> [STATED EXERCISE 1]: Write out the passage on Orffyreus and perpetual motion word for word, in full.
> [STATED EXERCISE 2]: In the records, from the first line through the line containing "[(85, 119), (86, 116)]", rename "chair" to "stool" and keep every other part unchanged. Return only those lines, and leave out the pictures.

> [TEXT EXCERPT]:
▼▼▼

Dr. R.K.Menaria e mail: firstname.lastname@example.org
German inventor, Orffyreus longed for perpetual motion with an infinite desire. He united himself so closely to perpetual motion that neither angel nor man, nor any creature in heaven or on earth, could separate him from it. The bond between them is indissoluble; their union is eternal. Never, the perpetual motion without Orffyreus, or Orffyreus without the perpetual motion. It was because all his journeying, all his eagerness, all his pursuits, all his desires were directed towards the perpetual motion and because to die in its embrace was for him the very height of glory and success.
Throughout his life, he eagerly sought after the perpetual motion. Like a thirsting deer, he hastened from village to village, from town to town; with giant strides, he pursued his way towards his destination.
It is a very long and messy story. Many books could be written about it and in fact, many have appeared recently. The point of the story is that perpetual motion is possible. Unfortunately, it is a heresy in the orthodoxy of science. Nevertheless, the record indicates that Orffyreus (Bessler) built many over balancing wheels that successfully worked. Careful to hide its mechanism, he demonstrated it convincingly to critically qualified observers who were suitably impressed, though still unwilling to take it at face value. His object was simply to sell the secret rather than reveal it for nothing so that he could run a institute “Fortress of the God”; but he could find no one interested enough to pay his price, so on 12 November 1712 he eventually destroyed the machine at the Castle of Weissenstein..

▲▲▲

> [PROVIDED RECORDS]:
▼▼▼

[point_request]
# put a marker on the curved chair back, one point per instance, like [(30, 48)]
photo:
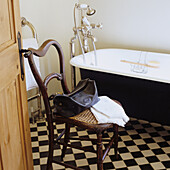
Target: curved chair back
[(59, 76)]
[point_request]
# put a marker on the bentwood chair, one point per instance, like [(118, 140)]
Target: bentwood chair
[(85, 119)]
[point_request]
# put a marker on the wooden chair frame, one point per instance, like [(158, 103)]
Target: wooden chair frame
[(97, 128)]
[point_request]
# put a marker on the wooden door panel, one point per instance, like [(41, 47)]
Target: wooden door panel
[(11, 148), (15, 139), (7, 25)]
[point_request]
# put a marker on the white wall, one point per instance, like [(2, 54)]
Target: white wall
[(132, 24), (53, 20)]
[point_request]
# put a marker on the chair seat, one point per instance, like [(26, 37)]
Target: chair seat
[(85, 119), (86, 116)]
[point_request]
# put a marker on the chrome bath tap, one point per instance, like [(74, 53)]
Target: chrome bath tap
[(85, 28), (83, 32)]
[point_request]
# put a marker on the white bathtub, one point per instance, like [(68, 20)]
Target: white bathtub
[(144, 95), (110, 61)]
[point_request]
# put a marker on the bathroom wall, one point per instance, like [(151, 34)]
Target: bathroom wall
[(132, 24), (53, 20)]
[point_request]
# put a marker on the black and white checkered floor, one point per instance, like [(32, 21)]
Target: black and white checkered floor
[(142, 145)]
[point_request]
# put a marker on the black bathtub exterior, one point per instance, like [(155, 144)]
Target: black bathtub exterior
[(142, 99)]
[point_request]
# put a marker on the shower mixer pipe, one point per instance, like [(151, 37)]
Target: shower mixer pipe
[(83, 32)]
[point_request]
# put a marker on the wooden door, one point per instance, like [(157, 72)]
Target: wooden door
[(15, 140)]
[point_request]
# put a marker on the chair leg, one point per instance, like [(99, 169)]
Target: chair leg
[(51, 147), (116, 141), (66, 139), (99, 152)]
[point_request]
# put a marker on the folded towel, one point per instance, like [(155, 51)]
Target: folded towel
[(108, 111), (30, 81)]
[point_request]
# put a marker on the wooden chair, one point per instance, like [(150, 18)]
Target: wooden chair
[(84, 120)]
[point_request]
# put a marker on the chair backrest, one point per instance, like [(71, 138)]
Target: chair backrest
[(59, 76)]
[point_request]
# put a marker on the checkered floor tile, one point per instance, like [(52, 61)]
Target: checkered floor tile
[(142, 145)]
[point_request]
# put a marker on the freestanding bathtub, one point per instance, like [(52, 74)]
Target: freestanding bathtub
[(139, 80)]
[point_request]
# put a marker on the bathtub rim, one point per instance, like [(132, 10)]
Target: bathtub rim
[(99, 69)]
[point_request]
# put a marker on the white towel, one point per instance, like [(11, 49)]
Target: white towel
[(108, 111), (30, 81)]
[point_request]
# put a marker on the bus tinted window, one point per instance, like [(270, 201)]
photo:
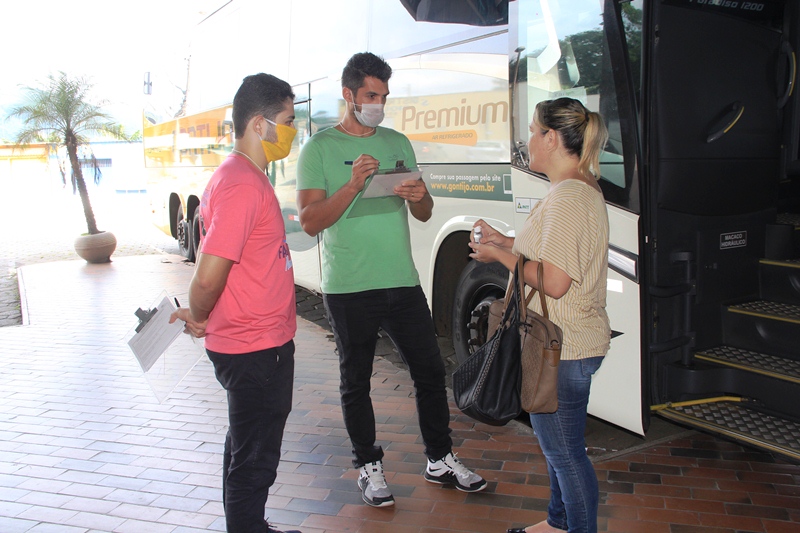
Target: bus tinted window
[(562, 51)]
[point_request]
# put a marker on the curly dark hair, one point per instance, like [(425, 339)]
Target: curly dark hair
[(259, 95), (362, 65)]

▲▲▲

> [RIGHT ANSWER 1]:
Dr. R.K.Menaria e mail: firstname.lastname@example.org
German inventor, Orffyreus longed for perpetual motion with an infinite desire. He united himself so closely to perpetual motion that neither angel nor man, nor any creature in heaven or on earth, could separate him from it. The bond between them is indissoluble; their union is eternal. Never, the perpetual motion without Orffyreus, or Orffyreus without the perpetual motion. It was because all his journeying, all his eagerness, all his pursuits, all his desires were directed towards the perpetual motion and because to die in its embrace was for him the very height of glory and success.
Throughout his life, he eagerly sought after the perpetual motion. Like a thirsting deer, he hastened from village to village, from town to town; with giant strides, he pursued his way towards his destination.
It is a very long and messy story. Many books could be written about it and in fact, many have appeared recently. The point of the story is that perpetual motion is possible. Unfortunately, it is a heresy in the orthodoxy of science. Nevertheless, the record indicates that Orffyreus (Bessler) built many over balancing wheels that successfully worked. Careful to hide its mechanism, he demonstrated it convincingly to critically qualified observers who were suitably impressed, though still unwilling to take it at face value. His object was simply to sell the secret rather than reveal it for nothing so that he could run a institute “Fortress of the God”; but he could find no one interested enough to pay his price, so on 12 November 1712 he eventually destroyed the machine at the Castle of Weissenstein..

> [RIGHT ANSWER 2]:
[point_request]
# put a marker on the curved stool back, one point per instance, like [(30, 48)]
photo:
Target: curved stool back
[(59, 76)]
[point_request]
# put a marker on the bentwood stool, one point per instance, like [(118, 140)]
Target: bentwood stool
[(85, 119)]
[point_request]
# put a marker on the wooden stool frame, one point per instance, like [(158, 103)]
Target: wooden stool frame
[(97, 128)]
[point_request]
# put a marker on the wooden door panel, one point per instance, like [(41, 47)]
Target: wooden door panel
[(11, 148), (15, 139), (7, 25)]
[point_request]
# put a marker on the white wall, one point per instance, like [(2, 54)]
Target: white wall
[(132, 24), (53, 20)]
[point_request]
# put a marker on the stool seat, one point per instance, like [(26, 37)]
Target: stool seat
[(85, 119), (86, 116)]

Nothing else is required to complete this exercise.